**Problem description**
Copy the material below word for word, keeping every line as it stands.

**Listing**
[START]
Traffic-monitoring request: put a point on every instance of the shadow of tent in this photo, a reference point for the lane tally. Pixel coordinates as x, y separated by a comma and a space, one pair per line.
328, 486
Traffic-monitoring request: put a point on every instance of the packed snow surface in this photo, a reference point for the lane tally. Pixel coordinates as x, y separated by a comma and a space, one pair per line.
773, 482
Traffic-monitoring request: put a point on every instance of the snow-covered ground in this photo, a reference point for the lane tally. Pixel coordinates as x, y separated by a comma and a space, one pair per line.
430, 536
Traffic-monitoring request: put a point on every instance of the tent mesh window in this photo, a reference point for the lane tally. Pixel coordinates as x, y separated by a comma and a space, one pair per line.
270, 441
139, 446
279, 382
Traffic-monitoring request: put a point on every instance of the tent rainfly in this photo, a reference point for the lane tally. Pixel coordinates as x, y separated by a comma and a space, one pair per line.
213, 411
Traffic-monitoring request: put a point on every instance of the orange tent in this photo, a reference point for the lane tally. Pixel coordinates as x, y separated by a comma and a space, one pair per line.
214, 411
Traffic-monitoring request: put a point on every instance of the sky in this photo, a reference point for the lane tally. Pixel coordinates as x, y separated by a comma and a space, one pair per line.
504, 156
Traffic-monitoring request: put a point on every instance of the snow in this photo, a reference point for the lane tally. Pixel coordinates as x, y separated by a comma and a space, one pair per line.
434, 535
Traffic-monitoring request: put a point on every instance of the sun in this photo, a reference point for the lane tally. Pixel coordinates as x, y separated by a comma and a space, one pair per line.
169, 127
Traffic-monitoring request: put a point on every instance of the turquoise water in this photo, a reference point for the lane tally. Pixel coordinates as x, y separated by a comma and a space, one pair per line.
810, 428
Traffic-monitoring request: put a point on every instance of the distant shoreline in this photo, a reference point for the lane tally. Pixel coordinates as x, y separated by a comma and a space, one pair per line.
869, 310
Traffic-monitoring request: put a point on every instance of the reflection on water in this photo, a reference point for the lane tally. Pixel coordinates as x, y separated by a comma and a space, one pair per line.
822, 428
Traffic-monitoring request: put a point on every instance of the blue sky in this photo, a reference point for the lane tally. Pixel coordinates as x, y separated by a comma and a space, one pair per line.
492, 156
[END]
**Response**
Traffic-monitoring request: put a point on every instance of the shadow of tent in this photo, a reference point for the lane tally. Pixel coordinates as x, y separated by a comma and a space, one pair per line.
328, 486
Traffic-monitoring request: put a point on every instance of the packed snow surface in this photo, a reference point for the lane tally. Pixel coordinates as x, y separated by a comma and a space, one pair per line.
773, 482
Traffic-monitoring request: put a point on every instance of the snow-covered ground in this photo, a reference point for the lane tally. Pixel coordinates as x, y separated by a comma and a space, one pair per line.
430, 536
Traffic-monitoring request: put a point on every instance of the tent mesh window in this photo, a reference point for the lane tally. Pixel coordinates as x, y separated by a comma and a space, one pair per line.
270, 441
139, 446
279, 382
Traffic-monitoring request: put a point on every instance of the tent rainfly in this photo, a reference point for the lane tally. Pixel coordinates as x, y separated by a comma and a space, one pair per line.
213, 411
Traffic-monitoring request: put a point on every instance of the orange tent in this photo, a reference point for the lane tally. Pixel coordinates as x, y separated by a comma and a space, one pair per line.
214, 411
Traffic-monitoring request: put a point on every instance of the sky in this photo, a reference point for the lane tally. Pixel coordinates as x, y separated by a comma and a space, one pair per line.
504, 156
Traffic-monitoring request: put a point on every instance of the snow in this photo, a reference point for the lane tally. Pixel coordinates as x, y separated by a comma and a space, one pair per line.
434, 535
Traffic-monitoring request: put a point on every instance of the sun in this photo, a reference point for the lane tally. Pixel coordinates as x, y separated by a comma and a space, one pair per line.
169, 127
Traffic-monitoring request: put a point on every instance of the turquoise water in this photo, a reference point for the lane tally. Pixel coordinates as x, y separated by a comma and a space, one pair per line.
810, 428
Traffic-monitoring request: put a point on every instance of the distant shoreline in this photo, a reference point for the lane tally. Pixel coordinates as x, y separated by a comma and a space, one pair per line.
869, 310
Traffic-monitoring request: put a point on every instance of the reflection on water in this photo, a reference point for the lane tally. Pixel coordinates as x, y separated by a comma and a space, one pair per line.
822, 428
Traffic-monitoring request: put a point on every instance of the blue sky in this photo, a reference point for the lane tally. Pixel coordinates as x, y separated by a comma and a space, one pair per line.
492, 156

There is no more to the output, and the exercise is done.